» TULISAN SUMBER
Langsung ke konten utama

Melupa

Kau tahu artinya melupa bukan? berusaha meninggalkan dan berarti juga menggantikan. Membuang segala hal yang terkait dan melepasnya untuk ditinggalkan, tanpa melihat kembali…yang tertinggal, terlukakah?

Saat kau melangkah bahagia, kau tidak tahu mungkin ada yang tertatih. Sendiri. Tepat di belakangmu. Kau meninggalkan dia yang bahkan sedang bertanya-tanya, ”apa salahku?”, mungkin ada rasa ingin mengejarmu, memintamu kembali dan menunggu…tapi apa daya saat kamu malah berlari, bahkan sekedar bertanya “ada apa kamu?” anginpun tak sempat menyampaikan. Kau berlalu, membawa kisah yang tak sempat menjadi pelangi, meninggalkan dia yang mungkin sedang meratap bersama hujan. Sendiri, lagi-lagi. Terpikirkah olehmu bagaimana perasaannya? bahagiakah kau melupa?

Kau tahu betapa bahagianya menggantikan suatu hal yang kuno menjadi “kekinian”? menyenangkan, tentu saja. Menyingkirkan hal yang menurutmu membosankan, dengan sesuatu yang lebih menarik. Lalu apa kabar yang tersingkirkan, tersakitikah? ingatkah kau saat dulu, dia sempat bersamamu? kau harusnya tahu, ada yang disebut kenangan yang tak sengaja kau buat. Kenangan yang masih dia kenang-kenang, bersemayam memenuhi hatinya, dan sulit untuk tak terpikir lagi olehnya. Kamu terus berlari, menjauh…tapi salahnya ada jejak disini, sulit dihapus dan malah mengajaknya untuk mengikuti jejak itu, membiarkannya tersesat untuk menujumu. Lalu kenapa kau harus melupa?

» TUGAS 1
Salin kembali seluruh catatan di bawah ini tanpa mengubah apa pun.
» TUGAS 2
Lanjutkan tulisan tentang melupa itu, dimulai setelah kalimat terakhirnya.
Tulisan dan catatan ini berasal dari sumber yang berbeda.

Entri penunjukan objek bernama
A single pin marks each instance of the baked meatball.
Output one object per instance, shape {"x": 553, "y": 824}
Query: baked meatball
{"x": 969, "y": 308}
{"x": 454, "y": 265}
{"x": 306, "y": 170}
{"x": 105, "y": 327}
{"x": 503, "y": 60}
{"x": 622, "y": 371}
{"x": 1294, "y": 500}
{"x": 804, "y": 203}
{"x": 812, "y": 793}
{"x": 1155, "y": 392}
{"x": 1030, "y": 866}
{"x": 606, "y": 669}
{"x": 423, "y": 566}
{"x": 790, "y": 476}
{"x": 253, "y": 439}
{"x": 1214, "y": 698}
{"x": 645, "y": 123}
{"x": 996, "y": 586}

» HASIL LATIHAN 1
A single pin marks each instance of the baked meatball.
Output one object per instance, shape {"x": 553, "y": 824}
Query: baked meatball
{"x": 969, "y": 308}
{"x": 454, "y": 265}
{"x": 306, "y": 170}
{"x": 105, "y": 327}
{"x": 503, "y": 60}
{"x": 622, "y": 371}
{"x": 1294, "y": 500}
{"x": 804, "y": 203}
{"x": 812, "y": 793}
{"x": 1155, "y": 392}
{"x": 1030, "y": 866}
{"x": 606, "y": 669}
{"x": 423, "y": 566}
{"x": 790, "y": 476}
{"x": 253, "y": 439}
{"x": 1214, "y": 698}
{"x": 645, "y": 123}
{"x": 996, "y": 586}

» HASIL LATIHAN 2
Kau pernah mengizinkannya menjadi bagian kisahmu, mengajaknya menembus awan, bermain bersama mentari, kau petikkan bintang, dan kau janjikan pelangi…lalu kenapa sekarang kau malah ingin melupa? bahkan tega menyalahkannya yang sulit melupa? kau tentu tahu, itu tidak mudah. Maka kukatakan, seharusnya kau tidak melupa. Kau tidak harus melupa. kau bebas bersama yang lainnya, bermainlah, memetiklah, dan janjikanlah sesukamu, tanpa melupakan dan menggantinya. Dia punya warna tersendiri di pelangi yang kau janjikan, haruskah dia hilang? bukankah masih banyak warna tersisa di pelangimu, dan biarkan ada satu, dia disana. Dia yang terlanjur ada dikisahmu, dan dia yang hanya akan sedikit mewarnai kisahmu, begitu saja. Tidak lebih. Sungguh.
Jadi, kenapa kau tetap ingin melupa?
.
.
.

Maka jangan salahkan dia, saat sewaktu-waktu dia menemui celah untuk melupa? dia mampu melupa dan kau tiba-tiba malah ingat…mengingat kenapa dulu kau melupa? mengingat-ingat hal yang kau sebut kenangan, sungguh. Sudahkah ini terlambat?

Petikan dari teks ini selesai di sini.